=== Text for analysis ===
Hundreds of people from all over Andalucía attended the commemoration and burial. The ceremony was opened by the president of the families association, Andrés Rebolledo Barreno, who welcomed all those present and invited the mayor of Cortes, Antonio Granero González, and the general director of Democratic Memory at the Junta de Andalucía, Luis Naranjo Cordobés, to uncover a commemorative ceramic plaque in the cemetery. The plaque bears the following inscription: “Valley of La Sauceda. Where lives were felled, dreams and hope take up the fight for memory and justice” (translation). The mayor of Cortes said that the tribute was a longstanding debt to the valley of La Sauceda. The general director of Democratic Memory stressed that this was a historic day; that the victims had been resisting fascism and he wanted to make it absolutely clear, in the name of the Junta de Andalucía, that there could be no equidistance, that the victims are morally and politically superior to their executioners. Naranjo Cordobés praised the whole process of investigation and exhumation at El Maruffo, and added that it was an exemplary intervention.
=== Information shown ===
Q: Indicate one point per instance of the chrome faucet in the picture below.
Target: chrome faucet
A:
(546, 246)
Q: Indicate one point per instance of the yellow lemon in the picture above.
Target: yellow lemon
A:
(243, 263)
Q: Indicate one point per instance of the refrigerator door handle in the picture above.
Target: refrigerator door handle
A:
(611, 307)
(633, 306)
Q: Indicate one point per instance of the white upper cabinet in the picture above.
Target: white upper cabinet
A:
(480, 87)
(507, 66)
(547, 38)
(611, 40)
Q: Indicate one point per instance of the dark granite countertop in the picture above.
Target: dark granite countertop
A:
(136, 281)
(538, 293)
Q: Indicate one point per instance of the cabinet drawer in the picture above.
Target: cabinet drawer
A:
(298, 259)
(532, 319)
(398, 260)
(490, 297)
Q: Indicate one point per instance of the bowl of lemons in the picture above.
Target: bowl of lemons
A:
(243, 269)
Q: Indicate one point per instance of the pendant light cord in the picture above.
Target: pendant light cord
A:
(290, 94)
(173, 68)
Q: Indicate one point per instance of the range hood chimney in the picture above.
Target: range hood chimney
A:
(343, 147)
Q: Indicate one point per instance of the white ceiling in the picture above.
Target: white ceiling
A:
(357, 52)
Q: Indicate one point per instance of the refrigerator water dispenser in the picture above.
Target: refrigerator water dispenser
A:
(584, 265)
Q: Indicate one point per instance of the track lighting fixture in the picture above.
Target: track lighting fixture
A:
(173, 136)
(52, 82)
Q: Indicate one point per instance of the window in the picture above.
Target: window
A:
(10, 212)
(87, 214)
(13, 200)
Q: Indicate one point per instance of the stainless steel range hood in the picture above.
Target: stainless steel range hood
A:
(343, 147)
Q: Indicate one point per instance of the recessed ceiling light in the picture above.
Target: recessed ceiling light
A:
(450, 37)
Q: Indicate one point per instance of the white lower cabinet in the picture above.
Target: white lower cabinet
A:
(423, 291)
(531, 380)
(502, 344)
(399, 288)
===
_Exercise requirements_:
Resume the account of the La Sauceda commemoration from the point where it stops. The records have no connection to the text.

_Result for this exercise_:
Andrés Rebolledo said that “this country is in debt to the victims and we do not understand how there can be first and second class victims. We have the same right to justice, and in the whole country these crimes against humanity which are punishable under international law cannot be subject to a Statute of Limitations. This country also subscribed to that law.” He then added that “We will continue to demand truth, justice and reparation, we will not accept the law, full stop. The crimes committed here and all over the country cannot be ignored because they happened so long ago; they are crimes against humanity which are punishable by international law, and this country subscribes to that law.”
He also pointed out that “28 bodies have been found, seven of them women, all with signs of violence and we have evidence from testimonies and investigations that many more people were killed in this valley. We will continue doing everything we possibly can to find the other graves, although we believe this should be the responsibility of the administrations and it is a shame that it has to be the families that are making so much effort. These 28 will represent and be a symbol for ever of those who are still lying where they were thrown, in communal graves in this valley.”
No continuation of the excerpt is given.